Start of TEXT EXCERPT
Once a bidder submits a bid that *meets or exceeds *the reserve amount the current bid amount will automatically go the set reserve amount.


----------



## bikewhorder (Jul 20, 2013)

GTs58 said:


> Once a bidder submits a bid that *meets or exceeds *the reserve amount the current bid amount will automatically go the set reserve amount.




Wow, I've been a registered Ebay member since '99 and I never knew that! I never really understood why someone would list an item with a secret reserve rather than just start the bidding for what they want to get for it but it makes a little more sense now.  I almost never bid on items with a reserve.


----------



## GTs58 (Jul 20, 2013)

I only use a reserve when I have a Buy It Now option. This keeps the BIN option available until the actual reserve has been hit. If a seller wants a specific amount for his item and it may be overpriced, having a reserve and bidders will sometimes show the seller what the public is willing to pay for the item, if the bidding never reaches the reserve.  






bikewhorder said:


> Wow, I've been a registered Ebay member since '99 and I never knew that! I never really understood why someone would list an item with a secret reserve rather than just start the bidding for what they want to get for it but it makes a little more sense now.  I almost never bid on items with a reserve.


----------



## catfish (Jul 20, 2013)

Looks like shil bids... Or someone who wants to spend way too much $$$$


----------



## GTs58 (Jul 20, 2013)

catfish said:


> Looks like shil bids... Or someone who wants to spend way too much $$$$




I agree with your first thought. Evabell2012 has two feedbacks and is very active in this sellers auctions. Looks like a family game going on here. 

http://feedback.ebay.com/ws/eBayISA...sspagename=VIP:feedback&ftab=FeedbackAsSeller


----------



## Rustafari (Jul 20, 2013)

GTs58 said:


> Something definitely screwy with the bidder. His first bid was $.99 and his next bid hit the reserve so he bid was right on or higher than $1000. Looks like someone is playing games here.




I think the first bid was probably $995 but since the auction started at $.99, the current bid only showed as $.99 after the first bid.  Then the second bid was something higher than $995, taking the current bid immediately to EXACTLY $1000 ($995 + $5 increment).  Almost like the person that placed those two bids knew exactly what they wanted the current price to be after the second bid.  Hmmmm...


----------
End of TEXT EXCERPT
Start of LISTED RECORDS
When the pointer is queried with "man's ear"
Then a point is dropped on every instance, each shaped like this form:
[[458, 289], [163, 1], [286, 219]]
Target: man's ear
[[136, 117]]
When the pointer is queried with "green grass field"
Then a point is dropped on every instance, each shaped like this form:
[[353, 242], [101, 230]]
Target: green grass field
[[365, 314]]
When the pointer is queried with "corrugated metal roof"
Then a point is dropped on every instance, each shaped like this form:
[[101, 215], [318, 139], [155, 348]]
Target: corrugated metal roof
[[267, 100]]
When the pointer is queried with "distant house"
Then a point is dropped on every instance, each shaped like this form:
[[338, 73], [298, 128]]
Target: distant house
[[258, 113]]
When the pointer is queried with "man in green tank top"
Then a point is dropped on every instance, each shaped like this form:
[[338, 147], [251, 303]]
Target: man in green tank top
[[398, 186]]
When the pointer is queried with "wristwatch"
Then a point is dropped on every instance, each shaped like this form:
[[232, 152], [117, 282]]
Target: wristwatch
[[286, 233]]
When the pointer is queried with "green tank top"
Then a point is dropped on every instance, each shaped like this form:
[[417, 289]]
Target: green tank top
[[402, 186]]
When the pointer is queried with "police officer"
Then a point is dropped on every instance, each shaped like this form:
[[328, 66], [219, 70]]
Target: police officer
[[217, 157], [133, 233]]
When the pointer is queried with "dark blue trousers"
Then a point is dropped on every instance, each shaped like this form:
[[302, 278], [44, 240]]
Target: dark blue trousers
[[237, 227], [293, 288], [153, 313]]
End of LISTED RECORDS
According to the eBay forum thread, when does GTs58 use a reserve?

Only when there is a Buy It Now option.